このため、本実施形態のX線射出装置S1によれば、レーザ光源装置1を移動させることなく、導光部2が固定されたステージ3を移動させるのみで、硬X線L4の射出方向を変更することができる。
したがって、本実施形態のX線射出装置S1によれば、逆コンプトン散乱現象を利用して硬X線を生成するX線射出装置において、X線の射出方向を容易に変更することが可能となる。
【0044】
また、本実施形態のX線射出装置S1においては、ステージ3の外部に設置されると共にステージ3の上面3aを含む平面内における回転移動に伴って導光部2へのレーザ光L1の入射方向を追従させるレーザ光追従装置6を備えるという構成を採用する。
このような構成を採用する本実施形態のX線射出装置S1によれば、ステージ3の上面3aを含む平面内において硬X線L4を任意の方向に射出することが可能となる。
【0045】
また、本実施形態のX線射出装置S1においては、レーザ光追従装置6の追従用固定鏡6aが、取付角度が異なる複数の平面鏡からなるという構成を採用する。
このような構成を採用する本実施形態のX線射出装置S1によれば、レーザ光源装置1から射出されたレーザ光L1を平行光のまま導光部2に入射させることが可能となる。したがって、レーザ光源装置1から導光部2までの光路長が変化した場合であっても、当該光路長の変化が硬X線L4に与える影響を排除することが可能となる。

> _課題_
X線射出装置に関する抜粋を、最後の文の直後から書き継いでください。

座標注釈の記録:
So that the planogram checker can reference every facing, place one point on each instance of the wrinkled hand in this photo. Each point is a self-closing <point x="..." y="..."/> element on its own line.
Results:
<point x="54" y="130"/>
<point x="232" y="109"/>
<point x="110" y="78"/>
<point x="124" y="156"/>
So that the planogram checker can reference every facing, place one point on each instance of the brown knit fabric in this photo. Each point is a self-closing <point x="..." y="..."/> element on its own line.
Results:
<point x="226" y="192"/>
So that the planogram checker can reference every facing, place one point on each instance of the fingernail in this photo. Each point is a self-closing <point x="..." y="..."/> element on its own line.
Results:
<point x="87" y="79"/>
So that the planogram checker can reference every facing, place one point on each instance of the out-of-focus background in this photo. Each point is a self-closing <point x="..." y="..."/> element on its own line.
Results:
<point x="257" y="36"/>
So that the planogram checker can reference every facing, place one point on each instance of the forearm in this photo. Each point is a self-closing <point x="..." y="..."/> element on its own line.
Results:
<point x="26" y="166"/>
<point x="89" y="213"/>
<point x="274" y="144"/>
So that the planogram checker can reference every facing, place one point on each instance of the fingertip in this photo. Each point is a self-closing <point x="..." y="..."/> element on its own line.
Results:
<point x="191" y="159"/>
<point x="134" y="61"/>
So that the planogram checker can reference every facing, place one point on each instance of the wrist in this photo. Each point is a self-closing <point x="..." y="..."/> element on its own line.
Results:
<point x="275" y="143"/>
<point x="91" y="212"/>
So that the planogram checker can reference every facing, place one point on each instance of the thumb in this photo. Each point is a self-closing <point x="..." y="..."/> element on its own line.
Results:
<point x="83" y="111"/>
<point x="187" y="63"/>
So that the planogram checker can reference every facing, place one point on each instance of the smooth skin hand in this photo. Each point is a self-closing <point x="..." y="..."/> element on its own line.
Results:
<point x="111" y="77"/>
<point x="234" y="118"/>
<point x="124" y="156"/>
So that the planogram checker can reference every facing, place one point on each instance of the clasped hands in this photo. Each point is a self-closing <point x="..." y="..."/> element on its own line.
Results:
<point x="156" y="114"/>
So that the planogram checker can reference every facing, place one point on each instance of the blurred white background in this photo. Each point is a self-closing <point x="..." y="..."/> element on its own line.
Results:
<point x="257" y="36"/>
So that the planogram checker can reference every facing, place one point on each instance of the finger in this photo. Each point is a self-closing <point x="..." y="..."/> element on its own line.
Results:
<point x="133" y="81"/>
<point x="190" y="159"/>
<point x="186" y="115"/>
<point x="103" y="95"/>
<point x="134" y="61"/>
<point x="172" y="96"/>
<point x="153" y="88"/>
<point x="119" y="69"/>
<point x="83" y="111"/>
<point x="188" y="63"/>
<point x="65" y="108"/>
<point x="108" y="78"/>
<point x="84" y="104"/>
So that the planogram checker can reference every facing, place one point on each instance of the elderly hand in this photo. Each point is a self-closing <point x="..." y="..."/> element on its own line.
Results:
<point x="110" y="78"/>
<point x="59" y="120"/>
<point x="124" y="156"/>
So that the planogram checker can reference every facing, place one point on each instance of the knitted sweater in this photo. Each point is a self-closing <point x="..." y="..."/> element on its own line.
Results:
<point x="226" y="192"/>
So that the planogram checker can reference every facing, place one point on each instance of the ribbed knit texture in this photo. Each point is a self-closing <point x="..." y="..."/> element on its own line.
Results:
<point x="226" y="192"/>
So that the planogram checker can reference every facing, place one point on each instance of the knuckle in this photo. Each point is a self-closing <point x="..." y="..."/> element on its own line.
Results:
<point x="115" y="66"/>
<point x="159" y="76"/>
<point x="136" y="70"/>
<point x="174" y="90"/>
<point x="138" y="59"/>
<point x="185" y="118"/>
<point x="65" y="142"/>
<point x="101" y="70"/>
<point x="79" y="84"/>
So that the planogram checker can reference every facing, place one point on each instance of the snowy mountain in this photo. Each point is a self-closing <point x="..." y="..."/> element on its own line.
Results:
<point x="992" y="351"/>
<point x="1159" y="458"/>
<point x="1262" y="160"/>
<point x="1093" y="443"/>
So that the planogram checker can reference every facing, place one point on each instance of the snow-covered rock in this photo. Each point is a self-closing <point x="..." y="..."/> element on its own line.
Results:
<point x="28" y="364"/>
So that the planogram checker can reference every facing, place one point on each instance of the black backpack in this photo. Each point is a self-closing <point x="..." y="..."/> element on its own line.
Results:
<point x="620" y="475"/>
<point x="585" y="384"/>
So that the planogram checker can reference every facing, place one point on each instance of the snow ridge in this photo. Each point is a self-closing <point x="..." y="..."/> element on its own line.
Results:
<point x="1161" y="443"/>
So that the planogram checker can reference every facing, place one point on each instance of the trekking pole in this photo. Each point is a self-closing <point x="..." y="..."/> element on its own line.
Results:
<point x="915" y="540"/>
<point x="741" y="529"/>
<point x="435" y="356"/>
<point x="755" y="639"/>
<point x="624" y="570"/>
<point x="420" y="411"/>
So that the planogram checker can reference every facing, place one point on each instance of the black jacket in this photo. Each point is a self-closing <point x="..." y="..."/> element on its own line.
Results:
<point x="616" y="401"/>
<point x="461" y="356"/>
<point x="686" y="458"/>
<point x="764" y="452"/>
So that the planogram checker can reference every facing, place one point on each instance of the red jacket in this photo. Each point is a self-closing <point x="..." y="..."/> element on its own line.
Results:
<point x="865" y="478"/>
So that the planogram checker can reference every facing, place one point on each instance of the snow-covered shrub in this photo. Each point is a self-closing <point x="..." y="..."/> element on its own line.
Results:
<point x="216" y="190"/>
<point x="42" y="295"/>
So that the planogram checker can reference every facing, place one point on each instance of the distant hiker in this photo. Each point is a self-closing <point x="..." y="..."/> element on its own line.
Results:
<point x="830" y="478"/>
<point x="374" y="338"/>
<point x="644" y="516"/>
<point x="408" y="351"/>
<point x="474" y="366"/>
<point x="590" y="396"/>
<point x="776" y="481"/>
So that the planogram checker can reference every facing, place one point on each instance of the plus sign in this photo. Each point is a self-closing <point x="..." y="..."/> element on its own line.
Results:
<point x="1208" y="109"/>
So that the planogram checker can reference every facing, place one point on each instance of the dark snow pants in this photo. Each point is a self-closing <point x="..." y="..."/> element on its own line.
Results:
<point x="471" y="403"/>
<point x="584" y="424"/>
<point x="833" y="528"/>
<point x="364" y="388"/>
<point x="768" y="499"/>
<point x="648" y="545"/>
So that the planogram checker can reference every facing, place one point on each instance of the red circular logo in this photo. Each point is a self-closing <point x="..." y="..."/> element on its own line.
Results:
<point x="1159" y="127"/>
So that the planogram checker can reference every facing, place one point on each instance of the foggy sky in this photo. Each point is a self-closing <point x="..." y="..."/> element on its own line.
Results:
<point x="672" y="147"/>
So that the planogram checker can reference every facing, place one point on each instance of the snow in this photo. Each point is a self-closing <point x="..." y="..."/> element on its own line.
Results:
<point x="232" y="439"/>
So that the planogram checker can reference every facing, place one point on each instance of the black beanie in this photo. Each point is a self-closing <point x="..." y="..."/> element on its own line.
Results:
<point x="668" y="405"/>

> _回答文_
【0046】
また、本実施形態のX線射出装置S1においては、導光部2が複数の光学素子を備え、ステージ移動装置4が、光学素子のうちレーザ光L1に対して最も上流側に位置する最上流光学素子である第1反射鏡2a及び集光領域Rを通過する軸を中心としてステージ3を回転移動可能とされている。
このような構成を採用する本実施形態のX線射出装置S1によれば、硬X線L4を上下方向の任意の方向に射出することが可能となる。
【0047】
(第2実施形態)
次に、本発明の第2実施形態について説明する。なお、本第2実施形態の説明において、上記第1実施形態と同様の部分については、その説明を省略あるいは簡略化する。
【0048】
図5は、本実施形態のX線射出装置S2の概略構成を模式的に示すシステム構成図である。
上記第1実施形態のX線射出装置S1が単一のレーザ光源装置1から射出されたレーザ光L1を導光部2によって電子加速用レーザ光L2と衝突用レーザ光L3とに分離する構成を採用したのに対し、本実施形態のX線射出装置S2は、電子加速用レーザ光L2を射出するレーザ光源装置1Aと、衝突用レーザ光L3を射出するレーザ光源装置1Bとを備えている。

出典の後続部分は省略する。